#### Stated problem:
Write all the items below as one numbered list, one line per number, skipping any blank lines and leaving out the pictures.

#### Available data:
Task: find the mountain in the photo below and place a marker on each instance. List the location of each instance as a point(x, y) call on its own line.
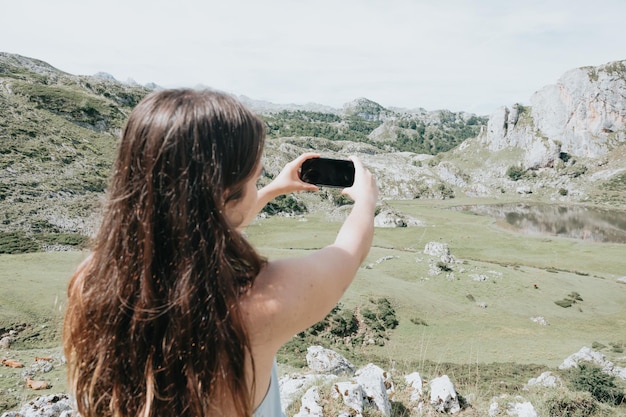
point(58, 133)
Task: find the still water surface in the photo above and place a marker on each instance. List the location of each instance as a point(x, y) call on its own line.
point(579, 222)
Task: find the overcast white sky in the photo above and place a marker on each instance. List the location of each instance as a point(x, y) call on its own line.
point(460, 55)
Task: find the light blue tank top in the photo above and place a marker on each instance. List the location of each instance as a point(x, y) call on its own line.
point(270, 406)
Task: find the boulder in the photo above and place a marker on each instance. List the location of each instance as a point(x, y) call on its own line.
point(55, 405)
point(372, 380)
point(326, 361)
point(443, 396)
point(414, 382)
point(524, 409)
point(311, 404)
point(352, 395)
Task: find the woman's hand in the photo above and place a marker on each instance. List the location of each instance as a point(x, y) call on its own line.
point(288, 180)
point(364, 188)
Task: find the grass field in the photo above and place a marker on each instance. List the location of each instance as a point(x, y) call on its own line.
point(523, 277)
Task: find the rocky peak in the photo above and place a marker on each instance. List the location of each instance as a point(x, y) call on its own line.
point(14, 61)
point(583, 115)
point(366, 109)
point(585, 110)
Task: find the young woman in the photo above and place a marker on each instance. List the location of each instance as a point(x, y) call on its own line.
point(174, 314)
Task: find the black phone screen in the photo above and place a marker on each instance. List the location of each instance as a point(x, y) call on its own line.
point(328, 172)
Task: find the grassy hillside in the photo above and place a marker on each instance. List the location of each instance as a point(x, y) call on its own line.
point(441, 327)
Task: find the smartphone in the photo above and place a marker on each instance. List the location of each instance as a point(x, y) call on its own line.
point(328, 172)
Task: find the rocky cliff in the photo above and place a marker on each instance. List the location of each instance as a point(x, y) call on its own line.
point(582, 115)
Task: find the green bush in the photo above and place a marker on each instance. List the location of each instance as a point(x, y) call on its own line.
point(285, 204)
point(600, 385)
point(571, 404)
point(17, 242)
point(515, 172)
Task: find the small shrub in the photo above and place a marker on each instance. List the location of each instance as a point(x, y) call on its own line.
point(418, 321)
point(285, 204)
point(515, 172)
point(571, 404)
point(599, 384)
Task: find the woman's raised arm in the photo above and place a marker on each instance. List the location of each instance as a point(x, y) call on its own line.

#### The solution:
1. Task: find the mountain in the photo below and place a marker on each instance. List the location of each instance as a point(x, y) call on its own line.
2. point(58, 133)
3. Task: find the still water surface in the photo above and place a marker on each instance. List the location of each instance as a point(x, y) call on its own line.
4. point(579, 222)
5. Task: find the overcast white sky in the photo above and place a marker on each instance. List the location of each instance as a point(x, y) call on its own line.
6. point(460, 55)
7. Task: find the light blue tank top in the photo above and place a marker on each instance. List the location of each instance as a point(x, y) call on its own line.
8. point(270, 406)
9. Task: find the boulder in the photo above and place a marker on each instance. List the location of each instance as a point(x, y) call on its own line.
10. point(55, 405)
11. point(372, 380)
12. point(326, 361)
13. point(443, 396)
14. point(414, 382)
15. point(524, 409)
16. point(311, 404)
17. point(352, 395)
18. Task: find the woman's hand in the photo above and place a marker on each instance. List the location of each instance as a point(x, y) call on its own line.
19. point(288, 180)
20. point(364, 188)
21. Task: find the grass field in the photo above and place a marker on each instance. List the location of each instance as a point(x, y) call on its own line.
22. point(523, 277)
23. Task: find the rocky peak in the photo above and place a marker on each instance. List the location of each instance as a point(x, y) call on its own line.
24. point(14, 61)
25. point(583, 115)
26. point(366, 109)
27. point(585, 110)
28. Task: find the young woman in the photo above and place a marker on each instance. List the location of each instance as a point(x, y) call on its own line.
29. point(174, 314)
30. Task: find the black phone screen in the photo above and place a marker on each instance. List the location of each instance as a point(x, y) call on its own line.
31. point(328, 172)
32. Task: find the grassy hillside in the photo above and place a marker on each instance. List the location of each instance as a point(x, y) call on its own line.
33. point(441, 327)
34. Task: find the smartphone in the photo above and place a marker on each instance. List the location of each instance as a point(x, y) call on its own line.
35. point(328, 172)
36. Task: find the rocky cliff in the photo above and place a marker on each instance. List the location of each instance as a point(x, y) call on its own line.
37. point(582, 115)
38. Task: find the green bush in the photo above and place a marker on each instance. List the location of each instance as a point(x, y) call on its own line.
39. point(285, 204)
40. point(600, 385)
41. point(571, 404)
42. point(17, 242)
43. point(515, 172)
44. Task: find the small shrub in the photo above and place a marker on each instance. List the location of each instance as a point(x, y) call on its own line.
45. point(418, 321)
46. point(285, 204)
47. point(515, 172)
48. point(571, 404)
49. point(599, 384)
50. Task: find the woman's raised arm in the photo above and place a marker on each instance. List the location of each instance as a point(x, y) call on its own line.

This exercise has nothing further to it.